##### SEITENTEXT #####

Die sexuelle Revolution ist gescheitert. Sie hat Frauen zwar gewisse Freiheiten verschafft, aber am meisten profitieren von einer sexuellen Kultur, in der alles erlaubt ist und nur das Einverständnis zählt, die Männer. Das schreibt die britische Autorin Louise Perry in ihrem Buch «The Case Against the Sexual Revolution». Seitens des modernen Feminismus gebe es nun einen Druck für Frauen, sich sexuell so zu verhalten wie Männer: Gelegenheitssex haben, One-Night-Stands, und dabei keine Gefühle entwickeln, erklärt Perry dazu in diversen Youtube-Shows. Nur gelinge das den Frauen nicht, da sie sich schneller an einen Sexualpartner bänden und ein viel geringeres Bedürfnis nach unverbindlichem Sex hätten als Männer. «Indem man sie zur Imitation der männlichen Sexualität ermutigt, zwingt man sie, ihre Instinkte zu unterdrücken. Das ist psychologisch nicht gesund.» Perry spricht sich für ein sexuelles Umdenken aus, in dem «Würde und Zurückhaltung», besonders auch von Männern, die zentrale Rolle spielen. Die Journalistin argumentiert nicht aus einer religiös-konservativen, sondern aus einer, wie sie sagt, feministischen Perspektive.

Ihre These kann ich teilweise nachvollziehen. Ich weiss nur nicht, ob der Druck, sich das Sexualverhalten von Männern anzueignen, für Frauen tatsächlich so gross ist. Ich kenne keine Frau, die das so empfindet. Denn emanzipiert sein – wie wir modernen Frauen uns ja sehen – heisst doch eben auch, das zu tun, was einem selbst am meisten zugutekommt, und seine Entscheidungen unabhängig von den Einflüssen anderer zu treffen, auch die sexuellen. Dass die Hypersexualisierung der Gesellschaft auf Mädchen und junge Frauen teils sehr negative Auswirkungen hat, ist natürlich bekannt. Und anders, als man es vielleicht meinen könnte, glaube ich auch im Jahr 2022 nicht, dass wir uns alle so benehmen können, wie es uns gefällt, auch wenn mir ein unverkrampftes Verhältnis zur Sexualität grundsätzlich sympathisch ist. In jeder Gesellschaft gibt es Grenzen und Grundsätze – darin sehe ich auch kein Problem.

##### DATENTEIL #####

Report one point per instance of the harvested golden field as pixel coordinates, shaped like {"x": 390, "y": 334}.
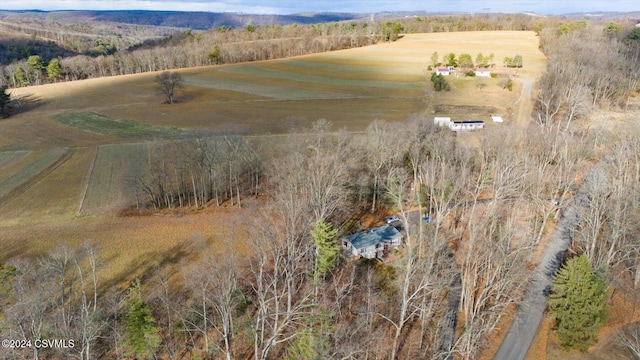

#####

» **ANWEISUNGEN**:
#1 Fasse den Text über die sexuelle Revolution in zwei Sätzen zusammen.
#2 Aus welcher Perspektive argumentiert Louise Perry laut dem Text über die sexuelle Revolution?
#3 Schreibe den Text über die sexuelle Revolution im Anschluss an seinen letzten Satz weiter.
Das Material spielt hierfür keine Rolle.

» **ANTWORTEN JE AUFGABE**:
#1 Louise Perry hält die sexuelle Revolution für gescheitert: Vor allem Männer profitierten davon, und der Druck, sich sexuell wie Männer zu verhalten, zwinge Frauen, ihre Instinkte zu unterdrücken, weshalb sie ein Umdenken mit «Würde und Zurückhaltung» fordert. Im zweiten Teil wird ihre These teilweise nachvollzogen, zugleich aber bezweifelt, dass dieser Druck auf Frauen tatsächlich so gross ist, und festgehalten, dass es in jeder Gesellschaft Grenzen und Grundsätze gibt.

#2 Nach eigener Aussage aus einer feministischen Perspektive, nicht aus einer religiös-konservativen.

#3
Das Problem beginnt dort, wo man versucht, eine Erwartung zu signalisieren, die möglicherweise durch den Gewinn sexueller Freiheiten entstanden ist. Und da würde ich Perry zustimmen. Die sexuelle Revolution begann mit etwas, das die Rolle der Frau als selbstbestimmtes, autonomes Individuum massgeblich beeinflusst hat: der Pille. Der Start der Massenproduktion in den frühen 1960er Jahren befreite die Frauen aus dem sexuellen Korsett. Körper und Mutterschaft selbst zu kontrollieren, half ihnen, aus der ihnen zugewiesenen Rolle auszubrechen; sie konnten nun selbst familiäre und berufliche Entscheide treffen und zu aktiveren Mitgliedern der Gesellschaft werden. Aber sie setzte Frauen auch unter Druck, denn nun erwartete man von ihnen, «verfügbar» zu sein.

Der Druck zur ständigen sexuellen Bereitschaft (dem manche Frauen auch heute ausgesetzt sind) und auch die Ermutigung, Sex so auszuleben wie die Männer, plus die weiblichen Urinstinkte: Diese Rechnung geht tatsächlich nicht auf. Natürlich gilt das nicht für alle, aber die Mehrheit der Frauen sind keine auf Hochtouren laufenden Gefühlsentkoppelungsmaschinen. Es fällt ihnen schwer, Emotionen vom Körper zu lösen. Wenn anfangs zum Beispiel Gelegenheitssex «ohne Bedingungen» vereinbart wurde, so ist es doch häufig die Frau, die irgendwann mehr möchte. Oder die sich schnell schlecht fühlt, wenn er sich am Morgen danach ohne grosses Tamtam (und ohne je anzurufen!) aus dem Staub macht und sie in einem Durcheinander an Zweifeln zurücklässt. Das sind erniedrigende Erfahrungen, die fast jede Frau schon gemacht hat.

Ein klassischer Fall von sexuellem Missverständnis zwischen den Geschlechtern liegt dann vor, wenn Männer davon ausgehen, dass Frauen Sex genauso lieben wie sie selbst und überhaupt nicht verstehen können, warum sie so wenig davon haben, wo ihnen doch so viel Auswahl gegönnt ist – und manche von ihnen auch die Erwartung daran knüpfen, ihre eigenen erotischen Bedürfnisse entsprechend versorgt zu bekommen. Und auf der anderen Seite, wenn Frauen sich nach einer verweigerten Liebesbeziehung oder einem emotionslosen Akt ausgenutzt fühlen und ihm die Schuld dafür geben, auch wenn er nichts falsch gemacht hat, ausser vielleicht, nicht besonders feinfühlig zu sein, «kein Gentleman» zu sein, wie es Perry nennt.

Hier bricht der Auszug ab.